Saved entries:
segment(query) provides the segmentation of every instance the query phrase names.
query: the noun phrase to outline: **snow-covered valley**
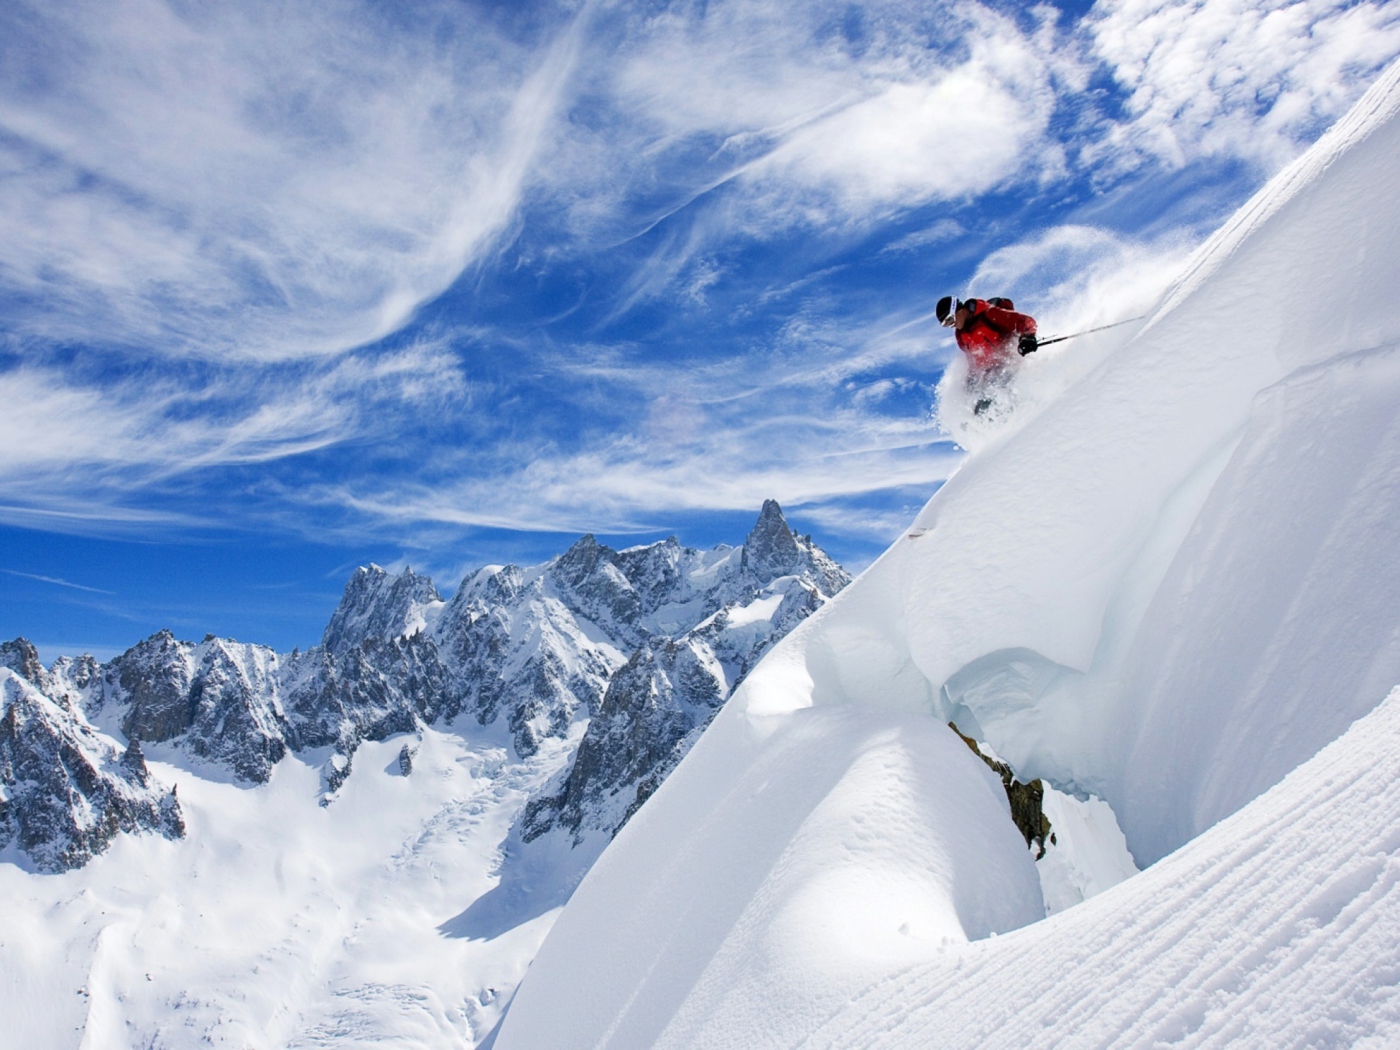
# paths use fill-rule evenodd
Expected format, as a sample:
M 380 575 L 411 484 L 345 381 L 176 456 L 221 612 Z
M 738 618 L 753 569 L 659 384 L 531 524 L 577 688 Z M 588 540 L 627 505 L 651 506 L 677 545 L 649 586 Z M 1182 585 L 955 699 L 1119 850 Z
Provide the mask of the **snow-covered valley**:
M 745 543 L 356 572 L 323 642 L 0 646 L 15 1047 L 471 1046 L 734 683 L 849 580 Z
M 422 731 L 362 746 L 331 806 L 301 756 L 248 788 L 152 761 L 179 784 L 183 841 L 122 836 L 57 875 L 0 865 L 13 1047 L 470 1045 L 493 989 L 519 980 L 549 923 L 489 944 L 445 932 L 494 882 L 493 860 L 559 747 Z M 152 749 L 155 750 L 155 749 Z M 320 756 L 312 756 L 315 757 Z M 178 764 L 177 764 L 178 763 Z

▶ _What you will do_
In the copy, include every record exactly and no pictures at all.

▶ _Result of the task_
segment(query) provides the segmentation of every instance the query phrase names.
query: the noun phrase to outline: **snow-covered valley**
# paths use fill-rule evenodd
Expected format, as a sample:
M 380 575 L 411 484 L 345 381 L 176 456 L 221 612 Z
M 738 618 L 753 569 L 659 384 L 531 524 L 577 688 Z M 588 540 L 627 505 L 651 506 L 677 545 L 649 586 Z M 1182 585 L 955 699 L 1119 850 Z
Provide the mask of the **snow-covered valley**:
M 745 543 L 356 572 L 323 642 L 0 646 L 15 1047 L 471 1046 L 734 683 L 849 580 Z
M 422 731 L 362 746 L 331 806 L 301 756 L 248 788 L 152 761 L 179 784 L 183 841 L 122 836 L 57 875 L 0 865 L 13 1047 L 470 1045 L 493 989 L 519 980 L 549 923 L 489 944 L 445 932 L 494 882 L 493 860 L 559 747 Z M 152 749 L 155 750 L 155 749 Z M 320 756 L 312 756 L 315 757 Z M 178 764 L 177 764 L 178 763 Z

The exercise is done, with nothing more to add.